**Compito assegnato A**
Puoi estrarre per intero, senza alcuna modifica, il brano qui sotto sul modo di governare della Beata?

Nessun testimone, ad onor del vero, ha mai affermato che la Beata incutesse paura; ciò si spiega
bene perché ella governava con sapienza, saggezza, fermezza, prudenza. ma soprattutto con
dolcezza. Era tenera ed affet33
tuosa con tutte, non faceva mai parzialità né aveva preferenze per alcuna; quando correggeva lo
faceva con molta discrezione non alzando mai la voce e non umiliando mai la sua consorella
bisognosa della correzione. Tutti la ricordano inalterabile, cioè di umore stabile, non si arrabbiava
mai, non dimostrava i suoi stati d’animo in modo esagerato né nella gioia né nella tristezza.

**Compito assegnato B**
Estrai dai record qui sotto ogni riga che contiene la stringa "white", distinguendo tra maiuscole e minuscole.

**Voci fornite**
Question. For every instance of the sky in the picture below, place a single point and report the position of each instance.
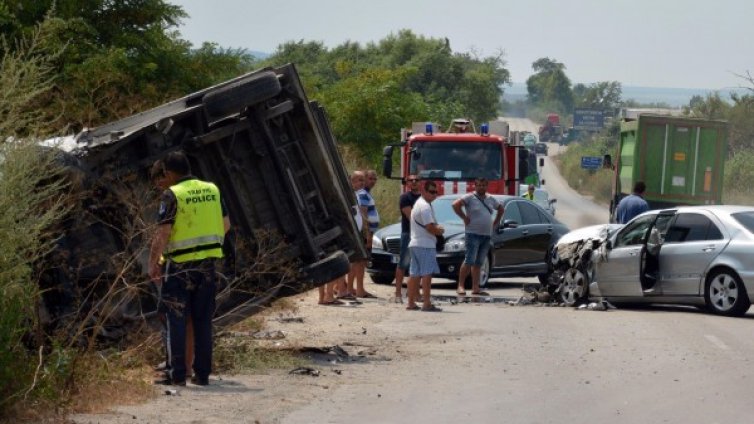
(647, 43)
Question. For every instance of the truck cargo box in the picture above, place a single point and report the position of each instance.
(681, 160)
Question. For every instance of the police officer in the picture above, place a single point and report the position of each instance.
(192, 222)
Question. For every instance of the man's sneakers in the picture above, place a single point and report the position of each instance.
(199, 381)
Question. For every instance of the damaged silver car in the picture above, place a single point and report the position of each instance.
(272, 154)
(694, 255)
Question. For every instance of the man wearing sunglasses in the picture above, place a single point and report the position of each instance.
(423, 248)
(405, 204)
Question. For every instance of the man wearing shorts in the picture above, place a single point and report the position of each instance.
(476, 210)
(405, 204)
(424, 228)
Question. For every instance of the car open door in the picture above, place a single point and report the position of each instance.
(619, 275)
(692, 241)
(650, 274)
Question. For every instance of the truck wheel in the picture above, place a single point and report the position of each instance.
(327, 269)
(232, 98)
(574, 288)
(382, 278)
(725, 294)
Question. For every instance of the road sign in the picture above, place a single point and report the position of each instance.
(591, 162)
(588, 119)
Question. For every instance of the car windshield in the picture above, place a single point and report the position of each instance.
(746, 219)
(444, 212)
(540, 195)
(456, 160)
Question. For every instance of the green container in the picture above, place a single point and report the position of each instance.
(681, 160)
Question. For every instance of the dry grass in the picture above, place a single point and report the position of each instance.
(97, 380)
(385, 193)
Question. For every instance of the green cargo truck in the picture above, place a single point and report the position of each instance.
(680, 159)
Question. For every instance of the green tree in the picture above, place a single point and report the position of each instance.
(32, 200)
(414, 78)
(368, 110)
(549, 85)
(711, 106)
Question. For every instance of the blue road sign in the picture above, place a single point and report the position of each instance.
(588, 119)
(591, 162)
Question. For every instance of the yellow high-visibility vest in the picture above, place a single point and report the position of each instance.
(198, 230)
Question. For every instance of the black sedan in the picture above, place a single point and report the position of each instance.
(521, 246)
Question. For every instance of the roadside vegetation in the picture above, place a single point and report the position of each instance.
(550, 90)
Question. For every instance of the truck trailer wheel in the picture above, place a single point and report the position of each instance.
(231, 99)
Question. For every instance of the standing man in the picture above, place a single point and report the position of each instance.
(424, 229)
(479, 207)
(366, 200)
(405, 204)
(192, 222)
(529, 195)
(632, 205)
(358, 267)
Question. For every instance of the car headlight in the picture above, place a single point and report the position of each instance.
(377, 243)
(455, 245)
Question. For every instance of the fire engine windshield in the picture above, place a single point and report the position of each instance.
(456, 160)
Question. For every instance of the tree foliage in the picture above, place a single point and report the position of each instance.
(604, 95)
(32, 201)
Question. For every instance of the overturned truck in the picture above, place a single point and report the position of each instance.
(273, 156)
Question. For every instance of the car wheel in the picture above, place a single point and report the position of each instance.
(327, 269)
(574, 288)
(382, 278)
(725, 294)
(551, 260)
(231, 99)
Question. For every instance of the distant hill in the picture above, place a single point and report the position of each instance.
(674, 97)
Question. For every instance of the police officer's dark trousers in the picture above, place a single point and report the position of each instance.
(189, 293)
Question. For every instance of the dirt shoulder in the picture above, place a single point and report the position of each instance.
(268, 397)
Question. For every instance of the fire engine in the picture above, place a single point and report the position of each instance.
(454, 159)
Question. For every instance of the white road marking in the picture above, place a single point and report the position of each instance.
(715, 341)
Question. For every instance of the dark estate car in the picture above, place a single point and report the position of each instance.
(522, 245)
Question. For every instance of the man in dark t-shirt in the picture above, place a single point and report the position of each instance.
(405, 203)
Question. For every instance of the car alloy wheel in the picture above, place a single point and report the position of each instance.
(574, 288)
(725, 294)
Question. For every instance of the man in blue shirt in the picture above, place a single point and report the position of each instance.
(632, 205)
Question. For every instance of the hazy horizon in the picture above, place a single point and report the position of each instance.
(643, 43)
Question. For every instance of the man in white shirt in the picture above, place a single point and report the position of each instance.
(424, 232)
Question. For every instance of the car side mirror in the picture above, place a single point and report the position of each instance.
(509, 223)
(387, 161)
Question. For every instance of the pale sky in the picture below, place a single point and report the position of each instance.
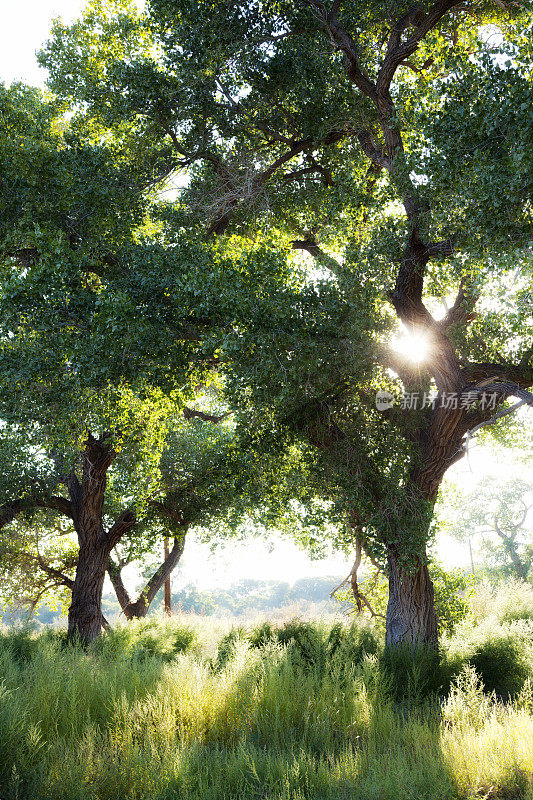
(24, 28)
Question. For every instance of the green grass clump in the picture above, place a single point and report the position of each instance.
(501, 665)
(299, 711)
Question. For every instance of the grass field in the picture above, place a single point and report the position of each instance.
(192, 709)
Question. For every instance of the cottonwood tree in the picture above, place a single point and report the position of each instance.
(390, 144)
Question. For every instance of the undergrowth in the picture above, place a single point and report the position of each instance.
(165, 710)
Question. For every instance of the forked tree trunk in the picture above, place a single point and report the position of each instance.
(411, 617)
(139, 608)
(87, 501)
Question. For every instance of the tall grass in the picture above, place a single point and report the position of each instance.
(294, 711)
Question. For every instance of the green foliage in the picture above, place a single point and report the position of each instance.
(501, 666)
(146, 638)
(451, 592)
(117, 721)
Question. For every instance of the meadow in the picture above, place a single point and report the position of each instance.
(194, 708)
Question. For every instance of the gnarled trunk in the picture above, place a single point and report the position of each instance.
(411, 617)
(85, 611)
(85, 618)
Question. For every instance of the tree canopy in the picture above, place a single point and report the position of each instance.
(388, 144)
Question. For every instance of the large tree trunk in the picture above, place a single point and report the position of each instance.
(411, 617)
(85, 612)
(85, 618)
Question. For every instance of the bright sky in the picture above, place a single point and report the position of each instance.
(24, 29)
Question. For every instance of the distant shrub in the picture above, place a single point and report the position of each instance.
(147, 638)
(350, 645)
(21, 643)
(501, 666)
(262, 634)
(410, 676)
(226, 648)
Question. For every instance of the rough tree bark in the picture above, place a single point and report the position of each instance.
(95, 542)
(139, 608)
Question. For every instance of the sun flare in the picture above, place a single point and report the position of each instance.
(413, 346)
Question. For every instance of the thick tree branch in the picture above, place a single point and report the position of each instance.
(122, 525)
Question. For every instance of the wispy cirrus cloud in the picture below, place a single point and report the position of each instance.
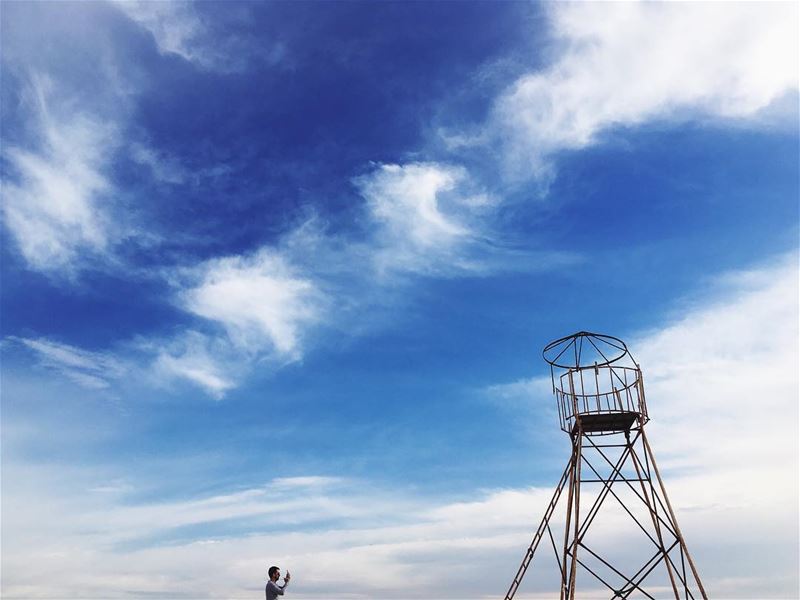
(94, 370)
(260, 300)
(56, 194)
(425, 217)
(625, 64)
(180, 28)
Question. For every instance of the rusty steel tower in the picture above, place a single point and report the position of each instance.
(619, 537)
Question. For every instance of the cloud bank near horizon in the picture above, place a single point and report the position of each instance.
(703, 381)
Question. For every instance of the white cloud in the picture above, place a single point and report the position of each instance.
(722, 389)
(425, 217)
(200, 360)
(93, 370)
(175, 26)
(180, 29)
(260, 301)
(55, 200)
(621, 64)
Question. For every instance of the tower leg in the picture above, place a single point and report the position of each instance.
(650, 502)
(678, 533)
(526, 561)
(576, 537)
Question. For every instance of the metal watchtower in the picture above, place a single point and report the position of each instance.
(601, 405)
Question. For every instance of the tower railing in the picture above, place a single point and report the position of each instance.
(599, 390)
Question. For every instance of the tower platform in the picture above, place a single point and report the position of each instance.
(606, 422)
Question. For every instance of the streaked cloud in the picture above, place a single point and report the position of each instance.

**Risultato A**
Nessun testimone, ad onor del vero, ha mai affermato che la Beata incutesse paura; ciò si spiega
bene perché ella governava con sapienza, saggezza, fermezza, prudenza. ma soprattutto con
dolcezza. Era tenera ed affet33
tuosa con tutte, non faceva mai parzialità né aveva preferenze per alcuna; quando correggeva lo
faceva con molta discrezione non alzando mai la voce e non umiliando mai la sua consorella
bisognosa della correzione. Tutti la ricordano inalterabile, cioè di umore stabile, non si arrabbiava
mai, non dimostrava i suoi stati d’animo in modo esagerato né nella gioia né nella tristezza.

**Risultato B**
Question. For every instance of the white road marking in the picture above, place a single point and report the position of each instance.
Question. For every instance of the man in white shirt in the picture above, place a single point and report the position of each instance.
Question. For every instance of the white cloud in the picture above, place a single point and report the position of each instance.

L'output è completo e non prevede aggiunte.